[Excerpts from a point labeling dataset]
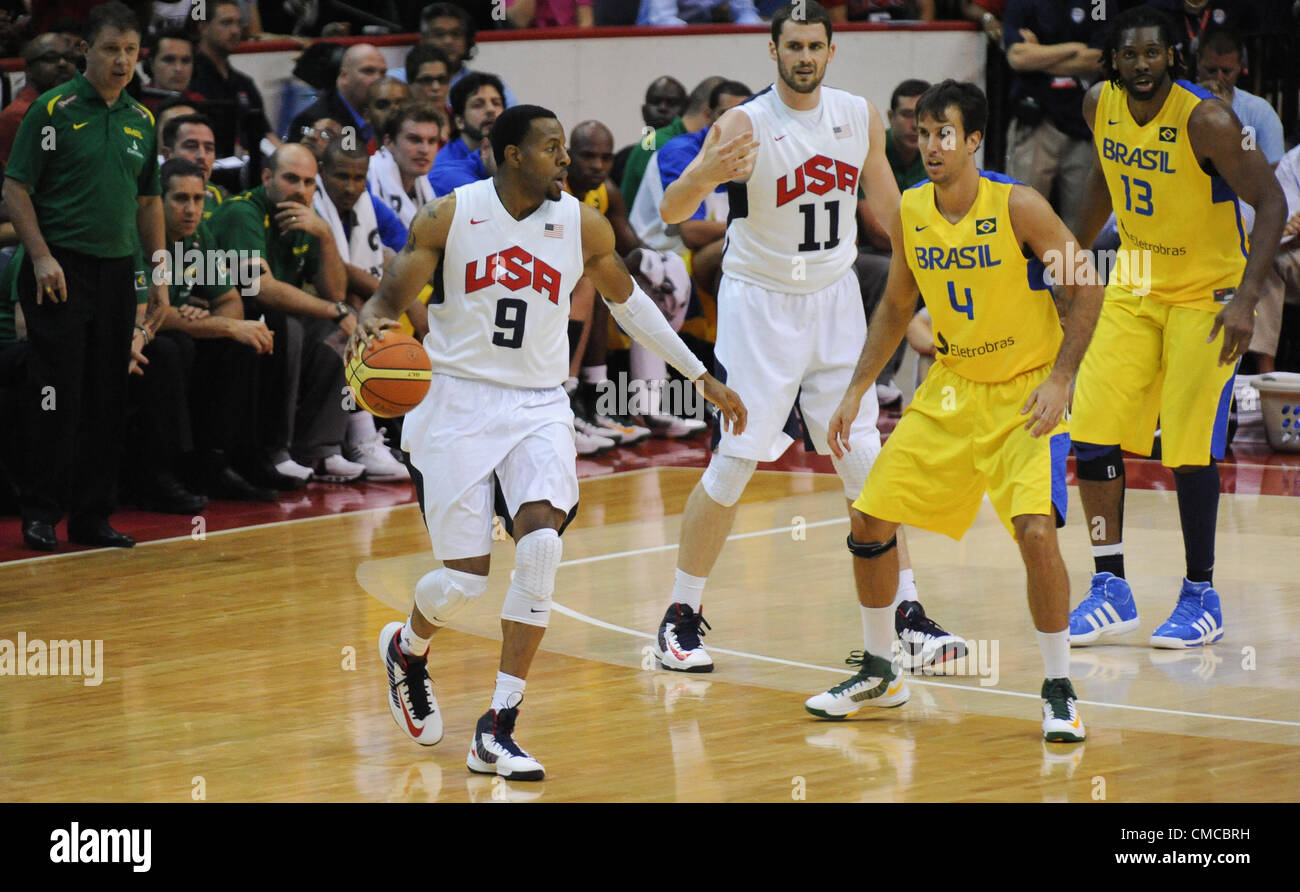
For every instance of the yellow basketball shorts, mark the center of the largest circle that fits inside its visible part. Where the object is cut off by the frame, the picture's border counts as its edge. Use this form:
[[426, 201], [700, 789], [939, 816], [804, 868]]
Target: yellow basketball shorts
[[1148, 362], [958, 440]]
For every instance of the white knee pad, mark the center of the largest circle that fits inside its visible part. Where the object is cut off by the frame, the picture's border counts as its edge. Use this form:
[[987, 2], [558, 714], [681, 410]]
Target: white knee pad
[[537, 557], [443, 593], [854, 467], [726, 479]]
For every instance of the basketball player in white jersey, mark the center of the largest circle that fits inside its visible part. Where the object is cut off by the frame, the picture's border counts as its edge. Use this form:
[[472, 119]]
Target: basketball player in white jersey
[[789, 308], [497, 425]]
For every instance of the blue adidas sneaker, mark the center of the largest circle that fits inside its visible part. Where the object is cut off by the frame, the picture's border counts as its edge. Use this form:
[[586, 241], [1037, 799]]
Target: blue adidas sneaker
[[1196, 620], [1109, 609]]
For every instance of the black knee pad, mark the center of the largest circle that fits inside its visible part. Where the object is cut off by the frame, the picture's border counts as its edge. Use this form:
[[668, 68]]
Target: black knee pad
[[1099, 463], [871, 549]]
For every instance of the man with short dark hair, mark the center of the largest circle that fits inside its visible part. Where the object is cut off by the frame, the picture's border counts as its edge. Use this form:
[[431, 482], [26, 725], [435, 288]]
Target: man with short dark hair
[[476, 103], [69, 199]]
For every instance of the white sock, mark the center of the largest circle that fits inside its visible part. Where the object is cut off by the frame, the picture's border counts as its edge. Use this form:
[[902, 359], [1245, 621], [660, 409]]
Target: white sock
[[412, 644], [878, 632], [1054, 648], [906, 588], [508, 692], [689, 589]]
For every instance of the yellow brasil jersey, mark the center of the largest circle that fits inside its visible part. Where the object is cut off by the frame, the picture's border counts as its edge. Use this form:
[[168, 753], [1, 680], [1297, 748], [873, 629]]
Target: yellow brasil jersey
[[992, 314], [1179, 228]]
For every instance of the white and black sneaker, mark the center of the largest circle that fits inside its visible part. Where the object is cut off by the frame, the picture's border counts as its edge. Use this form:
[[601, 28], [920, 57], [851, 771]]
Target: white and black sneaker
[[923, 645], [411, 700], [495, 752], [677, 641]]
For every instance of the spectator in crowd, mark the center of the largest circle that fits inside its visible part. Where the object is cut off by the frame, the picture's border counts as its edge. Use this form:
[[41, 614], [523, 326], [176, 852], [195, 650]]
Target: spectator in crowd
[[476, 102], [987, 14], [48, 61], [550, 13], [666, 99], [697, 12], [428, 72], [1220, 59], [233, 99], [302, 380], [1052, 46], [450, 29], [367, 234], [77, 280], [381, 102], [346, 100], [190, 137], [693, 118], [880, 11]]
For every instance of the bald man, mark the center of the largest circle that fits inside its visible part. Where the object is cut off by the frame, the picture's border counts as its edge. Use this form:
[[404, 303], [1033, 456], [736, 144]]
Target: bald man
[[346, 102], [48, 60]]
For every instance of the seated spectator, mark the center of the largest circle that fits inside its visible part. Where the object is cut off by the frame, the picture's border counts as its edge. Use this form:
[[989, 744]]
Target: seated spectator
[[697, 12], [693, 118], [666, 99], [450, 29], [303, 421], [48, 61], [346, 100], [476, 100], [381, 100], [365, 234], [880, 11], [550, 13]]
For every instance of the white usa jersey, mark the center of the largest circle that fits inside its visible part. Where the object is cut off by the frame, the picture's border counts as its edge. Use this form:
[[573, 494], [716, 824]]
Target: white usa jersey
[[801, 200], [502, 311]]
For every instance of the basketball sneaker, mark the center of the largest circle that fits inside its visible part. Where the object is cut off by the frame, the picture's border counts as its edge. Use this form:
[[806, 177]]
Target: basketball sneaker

▸ **WHAT YOU ARE ASKED TO DO**
Please reproduce all of the material above word for word, leaving out the pictures.

▸ **EXERCISE ANSWER**
For every instance of the yellow basketball shorts, mark the center of the largest circle that fits inside its visible part. Where the object is cut off by the frame, the picture's border counts as its edge. Use this form:
[[426, 201], [700, 789], [939, 816], [804, 868]]
Target: yellow basketball shorts
[[1148, 362], [958, 440]]
For every instance of the white knee pad, mark the center of the largest circle that fits inside its visible part. Where the object is cut off by the frame, the picture's border counts as its edge. Use this form:
[[987, 2], [558, 714], [681, 410]]
Target: white knee pad
[[537, 557], [443, 593], [854, 467], [726, 479]]
For every instance of the basketball player in white jersey, mark the center of the largest circle that fits inside its visible part. Where the object is cut off by the frame, the picture's border counts as its edge. Use this form:
[[472, 119]]
Target: basketball player in white jersey
[[789, 308], [497, 425]]
For every instance of the blue adidas sneaker, mark the center of the largest circle that fits inside its visible part. Where the object is cut off by the frame, the picture's border counts as its edge. Use this form:
[[586, 241], [1037, 799]]
Target: blue adidas sneaker
[[1196, 620], [1109, 609]]
For every instance of the black knee pad, mark the center of the largest circle that fits inside its visible part. Where the object is cut off by the frame, the picture's border counts as its edge. Use this form:
[[668, 68]]
Target: black knee pad
[[1099, 463], [871, 549]]
For every instance of the man with short dark hair, mark the center of the largest circle that fits inside its visible part. Where the object is cut off by the frame, the picture's border counts as its edge. Use this form:
[[431, 482], [26, 725], [435, 288]]
Target: man with short dark hair
[[476, 103], [69, 199]]
For every instance of the white sock, mark the center of the largest circle that fits inside its visible part. Where the object is cut off by the frame, the picture's border counts as its edge. Use this form:
[[902, 359], [1245, 621], [660, 409]]
Target: white sock
[[412, 644], [878, 632], [1054, 648], [906, 588], [508, 692], [689, 589]]
For every instance of the yellow brasil jersey, mark the center of the largest circle that fits inside its visible part. Where the object is cut off by the frame, the picture's border counts as its edge. Use this form:
[[168, 753], [1, 680], [1297, 748], [873, 629]]
Target: yellow brasil jersey
[[992, 314], [1179, 228]]
For every instance of the white and black sneaker, mark the center of the largest circle that fits inside its visible part. Where the object is cut off by the frame, the picture's border counts as its edge. Use this form:
[[601, 28], [920, 57], [851, 771]]
Target: white and black sneaker
[[923, 645], [411, 700], [495, 752], [677, 641]]
For every instance of the spectator in crowd, mark the center of the largest circle that fits inside its visible part. Where the object is cut off by the frame, the picture's border counts as its edge. Use this form:
[[41, 614], [523, 326], [176, 852], [195, 650]]
Target: spectator in crowd
[[476, 102], [987, 14], [48, 61], [550, 13], [666, 99], [697, 12], [428, 72], [1220, 59], [233, 99], [302, 380], [1052, 46], [450, 29], [367, 234], [77, 280], [381, 102], [346, 100], [190, 137], [693, 118], [880, 11]]
For every instance of the bald man, mark the center of the largest circle that fits inside its visible part. Where the object is cut off by the frame, the picture's border counts as its edge. Use this form:
[[404, 303], [1033, 456], [736, 144]]
Target: bald man
[[346, 102], [48, 60]]
For every instance of the seated spectator, mark the center of the largest circle that fits inside its visible part. Where the object is cut off by the frame, the picture's border counts as its edge. Use this form:
[[989, 744]]
Target: seated spectator
[[697, 12], [693, 118], [666, 99], [450, 29], [303, 421], [48, 61], [346, 100], [476, 100], [381, 100], [365, 234], [880, 11], [550, 13]]
For every instance of the white usa jersey, mark the center of the largest circle that fits inside its visible part. Where the object is cut off by the frame, the picture's border counts as its edge. Use this form:
[[573, 494], [716, 824]]
Target: white usa jersey
[[801, 200], [502, 311]]
For every instance of the basketball sneaker, mark the center of the largest circle that fits inside its visible part. Where the object is cut off by the frame, the picture's border counts as its edge. Use this form:
[[806, 177]]
Target: basketball sneaker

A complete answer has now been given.